> [Exercise task A]
Summarize the text about the optical microrobot dataset in two sentences.

> [Excerpted passage]
A Dataset and Benchmarks for Deep Learning-Based Optical Microrobot Pose and Depth Perception
Lan Wei and Dandan Zhang
Imperial College London

Introduction

Optical microrobots, manipulated via optical tweezers (OT), have broad applications in biomedicine. However, reliable pose and depth perception remain fundamental challenges due to the transparent, noisy, and dynamic characteristics of the microscale environments in which they operate. An open dataset is crucial for enabling reproducible research, facilitating benchmarking, and accelerating the development of perception models tailored to microscale challenges. Standardized evaluation enables consistent comparison across algorithms, promoting fair assessment and driving progress in the field. Here, we introduce the OpTical MicroRobot dataset (OTMR), the first publicly available dataset designed to support microrobot perception under optical microscope. OTMR contains 232,881 high-resolution images spanning 18 microrobot types and 176 distinct poses. We benchmarked the performance of eight deep learning models, including architectures derived via neural architecture search, on two key tasks: pose classification and depth regression. Results indicated that Vision Transformers achieve the highest accuracy in pose classification, while depth regression benefits from deeper architectures. Additionally, increasing the size of the training dataset leads to substantial improvements across both tasks, highlighting OTMR’s potential as a foundational resource for robust and generalisable microrobot perception in complex microscale environments.

> [Data for processing]

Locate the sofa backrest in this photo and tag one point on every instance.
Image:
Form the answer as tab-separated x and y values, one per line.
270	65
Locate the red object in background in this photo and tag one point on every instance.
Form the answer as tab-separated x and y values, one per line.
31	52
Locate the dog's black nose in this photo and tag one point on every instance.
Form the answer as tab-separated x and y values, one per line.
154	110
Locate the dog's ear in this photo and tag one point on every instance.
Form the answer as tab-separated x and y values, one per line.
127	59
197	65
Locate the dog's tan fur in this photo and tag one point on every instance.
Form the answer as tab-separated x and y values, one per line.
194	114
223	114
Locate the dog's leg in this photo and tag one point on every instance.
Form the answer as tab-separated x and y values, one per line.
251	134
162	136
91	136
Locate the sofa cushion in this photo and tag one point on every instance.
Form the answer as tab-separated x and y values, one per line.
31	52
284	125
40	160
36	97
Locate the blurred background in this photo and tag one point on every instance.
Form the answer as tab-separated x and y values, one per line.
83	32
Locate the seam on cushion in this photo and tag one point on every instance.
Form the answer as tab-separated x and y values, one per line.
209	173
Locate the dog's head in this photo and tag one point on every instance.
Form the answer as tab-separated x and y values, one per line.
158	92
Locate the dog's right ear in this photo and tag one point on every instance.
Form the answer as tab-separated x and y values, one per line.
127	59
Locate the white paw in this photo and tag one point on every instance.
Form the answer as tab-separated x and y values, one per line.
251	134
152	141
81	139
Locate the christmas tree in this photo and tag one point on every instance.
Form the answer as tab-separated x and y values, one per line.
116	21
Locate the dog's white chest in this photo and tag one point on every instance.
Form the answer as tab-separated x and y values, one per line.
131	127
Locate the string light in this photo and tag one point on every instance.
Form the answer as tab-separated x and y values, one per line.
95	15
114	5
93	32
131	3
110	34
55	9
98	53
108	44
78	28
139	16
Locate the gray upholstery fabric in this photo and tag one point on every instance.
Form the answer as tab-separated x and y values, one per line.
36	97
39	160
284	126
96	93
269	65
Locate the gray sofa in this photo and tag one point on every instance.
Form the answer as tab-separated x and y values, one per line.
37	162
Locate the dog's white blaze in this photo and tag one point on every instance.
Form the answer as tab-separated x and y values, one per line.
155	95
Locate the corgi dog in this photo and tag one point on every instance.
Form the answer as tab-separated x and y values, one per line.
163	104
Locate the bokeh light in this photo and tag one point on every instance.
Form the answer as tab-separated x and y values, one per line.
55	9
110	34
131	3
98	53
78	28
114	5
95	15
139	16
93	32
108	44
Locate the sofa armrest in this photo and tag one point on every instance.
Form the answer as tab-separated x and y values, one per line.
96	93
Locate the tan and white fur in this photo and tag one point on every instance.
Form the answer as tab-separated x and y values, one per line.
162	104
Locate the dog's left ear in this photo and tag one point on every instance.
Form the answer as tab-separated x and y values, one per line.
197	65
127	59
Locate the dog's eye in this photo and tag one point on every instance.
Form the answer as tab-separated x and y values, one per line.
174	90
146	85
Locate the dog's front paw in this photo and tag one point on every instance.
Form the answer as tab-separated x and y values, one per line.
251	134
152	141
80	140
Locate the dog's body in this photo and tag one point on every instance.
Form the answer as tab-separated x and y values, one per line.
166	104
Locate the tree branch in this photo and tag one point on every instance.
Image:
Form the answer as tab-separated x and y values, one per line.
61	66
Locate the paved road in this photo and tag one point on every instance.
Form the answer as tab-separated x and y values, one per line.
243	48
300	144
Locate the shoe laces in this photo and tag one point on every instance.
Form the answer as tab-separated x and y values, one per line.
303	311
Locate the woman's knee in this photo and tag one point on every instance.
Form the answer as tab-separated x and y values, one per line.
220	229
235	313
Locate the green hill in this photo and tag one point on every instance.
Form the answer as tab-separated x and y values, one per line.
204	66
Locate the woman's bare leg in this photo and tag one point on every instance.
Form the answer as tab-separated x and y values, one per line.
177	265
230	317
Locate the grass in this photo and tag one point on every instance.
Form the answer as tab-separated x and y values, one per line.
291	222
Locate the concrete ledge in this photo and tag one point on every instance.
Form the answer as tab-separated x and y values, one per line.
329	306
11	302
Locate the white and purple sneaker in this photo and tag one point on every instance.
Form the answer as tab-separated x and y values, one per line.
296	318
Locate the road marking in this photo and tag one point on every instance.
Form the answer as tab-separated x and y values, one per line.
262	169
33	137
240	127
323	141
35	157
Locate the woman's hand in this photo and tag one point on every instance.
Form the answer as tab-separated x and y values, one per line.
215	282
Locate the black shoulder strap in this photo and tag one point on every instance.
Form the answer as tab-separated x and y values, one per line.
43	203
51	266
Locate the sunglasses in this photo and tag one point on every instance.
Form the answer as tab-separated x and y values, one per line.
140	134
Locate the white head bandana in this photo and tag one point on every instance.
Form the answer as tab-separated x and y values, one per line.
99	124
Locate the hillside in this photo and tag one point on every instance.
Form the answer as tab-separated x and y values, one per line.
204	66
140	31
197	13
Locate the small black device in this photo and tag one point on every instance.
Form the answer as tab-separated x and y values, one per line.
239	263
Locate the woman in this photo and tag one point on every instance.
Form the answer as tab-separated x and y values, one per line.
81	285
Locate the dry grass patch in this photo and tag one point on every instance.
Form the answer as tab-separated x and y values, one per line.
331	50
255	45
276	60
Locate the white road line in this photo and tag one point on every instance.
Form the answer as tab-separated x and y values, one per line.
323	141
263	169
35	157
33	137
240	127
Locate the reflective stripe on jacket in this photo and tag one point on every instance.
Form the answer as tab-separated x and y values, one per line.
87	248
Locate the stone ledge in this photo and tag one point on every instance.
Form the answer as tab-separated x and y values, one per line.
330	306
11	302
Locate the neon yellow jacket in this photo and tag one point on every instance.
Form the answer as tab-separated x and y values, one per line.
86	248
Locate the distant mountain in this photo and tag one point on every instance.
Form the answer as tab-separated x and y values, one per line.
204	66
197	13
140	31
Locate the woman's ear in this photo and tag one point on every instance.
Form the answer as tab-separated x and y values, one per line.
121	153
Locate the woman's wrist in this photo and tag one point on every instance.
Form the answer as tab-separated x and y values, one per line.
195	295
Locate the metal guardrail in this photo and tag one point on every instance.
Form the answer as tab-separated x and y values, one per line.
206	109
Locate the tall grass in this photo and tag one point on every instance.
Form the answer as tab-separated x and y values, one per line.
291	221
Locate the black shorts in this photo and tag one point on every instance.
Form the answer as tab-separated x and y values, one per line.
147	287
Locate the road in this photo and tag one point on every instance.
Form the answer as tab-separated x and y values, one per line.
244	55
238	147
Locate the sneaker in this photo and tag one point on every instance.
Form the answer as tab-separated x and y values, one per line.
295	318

> [Exercise task B]
Pick out every line of the rows that contains the word "road".

> [Task answer A]
Optical microrobots moved by optical tweezers are hard to perceive in pose and depth because the microscale settings they work in are transparent, noisy, and dynamic, so the authors introduce OTMR, the first publicly available dataset for microrobot perception under an optical microscope, with 232,881 high-resolution images covering 18 microrobot types and 176 poses. In benchmarks of eight deep learning models, Vision Transformers were the most accurate at pose classification, deeper architectures helped depth regression, and larger training sets brought substantial gains on both tasks.

> [Task answer B]
Locate the paved road in this photo and tag one point on every instance.
Locate the road marking in this photo and tag one point on every instance.
Locate the white road line in this photo and tag one point on every instance.
Locate the road in this photo and tag one point on every instance.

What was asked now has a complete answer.